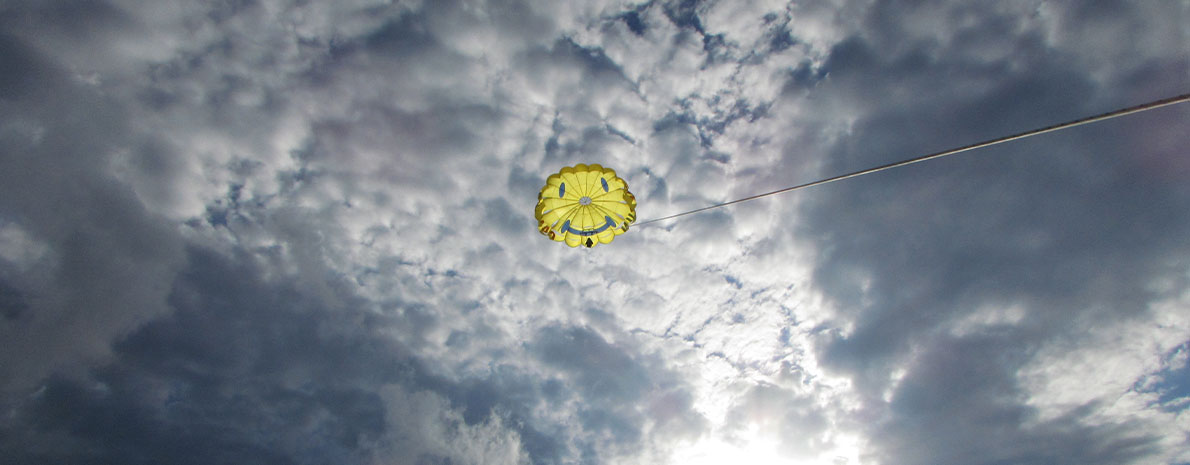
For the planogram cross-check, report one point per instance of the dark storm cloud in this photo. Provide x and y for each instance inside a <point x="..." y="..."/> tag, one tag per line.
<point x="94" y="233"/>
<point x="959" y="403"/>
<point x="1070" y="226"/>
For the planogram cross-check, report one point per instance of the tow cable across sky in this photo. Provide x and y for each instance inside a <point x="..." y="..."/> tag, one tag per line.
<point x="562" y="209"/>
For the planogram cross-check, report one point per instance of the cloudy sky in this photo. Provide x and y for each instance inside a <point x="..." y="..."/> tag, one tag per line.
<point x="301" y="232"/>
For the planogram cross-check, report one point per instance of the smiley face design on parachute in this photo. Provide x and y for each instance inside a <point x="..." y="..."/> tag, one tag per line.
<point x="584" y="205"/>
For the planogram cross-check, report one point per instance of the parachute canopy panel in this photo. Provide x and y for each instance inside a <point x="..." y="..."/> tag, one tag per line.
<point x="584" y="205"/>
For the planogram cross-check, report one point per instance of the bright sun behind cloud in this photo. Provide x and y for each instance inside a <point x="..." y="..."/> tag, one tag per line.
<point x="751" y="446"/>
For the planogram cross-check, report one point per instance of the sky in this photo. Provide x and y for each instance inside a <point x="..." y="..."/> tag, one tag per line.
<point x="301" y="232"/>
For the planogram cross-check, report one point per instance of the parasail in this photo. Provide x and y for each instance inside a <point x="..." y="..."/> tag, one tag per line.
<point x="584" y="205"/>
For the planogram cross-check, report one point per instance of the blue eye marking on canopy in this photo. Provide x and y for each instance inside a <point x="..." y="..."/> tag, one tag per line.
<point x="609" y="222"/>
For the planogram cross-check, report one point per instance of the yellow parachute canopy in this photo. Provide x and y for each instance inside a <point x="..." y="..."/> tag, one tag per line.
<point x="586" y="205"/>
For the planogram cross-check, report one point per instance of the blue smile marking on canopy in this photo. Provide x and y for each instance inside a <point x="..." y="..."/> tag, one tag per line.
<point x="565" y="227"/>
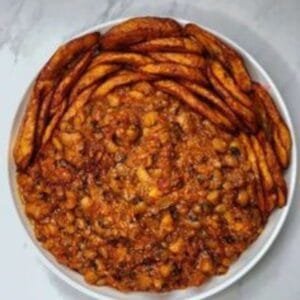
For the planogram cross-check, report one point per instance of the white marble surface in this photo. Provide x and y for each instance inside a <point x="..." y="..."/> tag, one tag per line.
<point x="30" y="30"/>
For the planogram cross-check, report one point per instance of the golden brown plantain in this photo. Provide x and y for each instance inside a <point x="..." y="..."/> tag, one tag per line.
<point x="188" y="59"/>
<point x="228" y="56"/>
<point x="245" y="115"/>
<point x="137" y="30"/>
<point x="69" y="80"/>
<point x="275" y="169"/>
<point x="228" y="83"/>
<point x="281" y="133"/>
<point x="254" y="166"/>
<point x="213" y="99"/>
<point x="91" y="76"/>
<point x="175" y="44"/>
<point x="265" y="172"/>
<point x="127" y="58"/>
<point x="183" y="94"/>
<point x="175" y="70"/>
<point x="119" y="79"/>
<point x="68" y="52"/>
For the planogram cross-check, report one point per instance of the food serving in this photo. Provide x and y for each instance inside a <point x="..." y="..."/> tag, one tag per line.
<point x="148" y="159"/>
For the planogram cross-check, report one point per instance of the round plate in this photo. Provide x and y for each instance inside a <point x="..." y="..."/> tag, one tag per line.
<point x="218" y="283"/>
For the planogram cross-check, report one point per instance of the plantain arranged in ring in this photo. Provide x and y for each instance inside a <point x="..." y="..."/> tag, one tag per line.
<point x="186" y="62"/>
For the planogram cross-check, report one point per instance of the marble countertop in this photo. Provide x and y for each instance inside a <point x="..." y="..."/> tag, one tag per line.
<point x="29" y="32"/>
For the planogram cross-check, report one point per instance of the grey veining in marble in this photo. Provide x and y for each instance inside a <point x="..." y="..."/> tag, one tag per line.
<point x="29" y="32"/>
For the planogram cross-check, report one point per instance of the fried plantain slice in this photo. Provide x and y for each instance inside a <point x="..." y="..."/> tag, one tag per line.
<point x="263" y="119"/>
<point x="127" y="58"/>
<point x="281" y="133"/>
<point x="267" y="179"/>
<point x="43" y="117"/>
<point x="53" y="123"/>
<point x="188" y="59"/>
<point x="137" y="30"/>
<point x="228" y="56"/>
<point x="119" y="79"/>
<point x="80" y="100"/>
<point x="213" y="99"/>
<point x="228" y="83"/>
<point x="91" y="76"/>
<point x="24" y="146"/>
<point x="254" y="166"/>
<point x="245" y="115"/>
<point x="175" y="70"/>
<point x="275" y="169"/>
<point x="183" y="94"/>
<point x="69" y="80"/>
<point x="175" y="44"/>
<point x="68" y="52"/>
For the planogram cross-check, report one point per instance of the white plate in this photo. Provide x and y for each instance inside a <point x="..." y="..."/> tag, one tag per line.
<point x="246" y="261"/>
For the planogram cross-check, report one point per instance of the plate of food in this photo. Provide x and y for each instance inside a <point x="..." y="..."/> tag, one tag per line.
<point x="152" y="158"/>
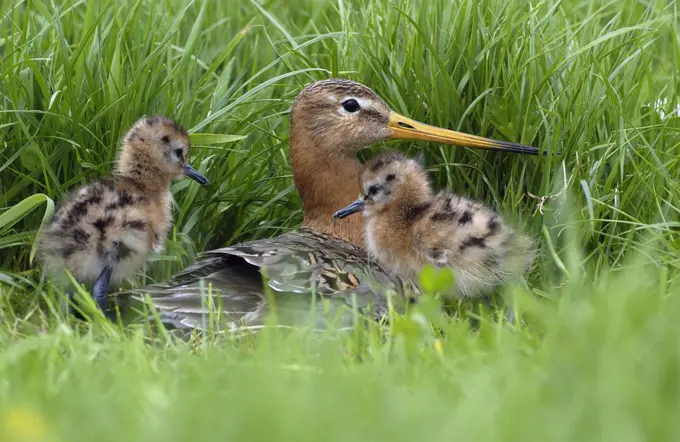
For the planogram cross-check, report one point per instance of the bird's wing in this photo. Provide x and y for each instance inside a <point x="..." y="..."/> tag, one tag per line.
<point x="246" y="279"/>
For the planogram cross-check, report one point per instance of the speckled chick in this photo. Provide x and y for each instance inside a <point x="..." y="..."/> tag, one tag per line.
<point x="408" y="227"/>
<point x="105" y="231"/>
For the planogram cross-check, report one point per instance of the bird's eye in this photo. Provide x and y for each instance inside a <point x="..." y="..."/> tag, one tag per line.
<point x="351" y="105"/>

◇ ◇ ◇ ◇

Please copy the items above from the line with "the bird's wing" through the end of the items, reproducing every line in full and unchanged. Raise each x and y coordinate in the answers by 70.

For the planogram cross-check, report one point per instance of the bird's wing in this photo. Provide x and y for each instance inside a <point x="..." y="..."/> tag, one tag per line.
<point x="316" y="349"/>
For the planogram cross-check, report one point per instance of the speckled chick in this photo. Provide x and y for each instance inside a <point x="..." y="..."/> tag, one tag per line.
<point x="478" y="297"/>
<point x="175" y="301"/>
For the planogram cross-check, report one point per instance of the bird's eye in this photo. Provide x and y for each instance inside a <point x="..." y="..."/> tag, one tag per line.
<point x="421" y="175"/>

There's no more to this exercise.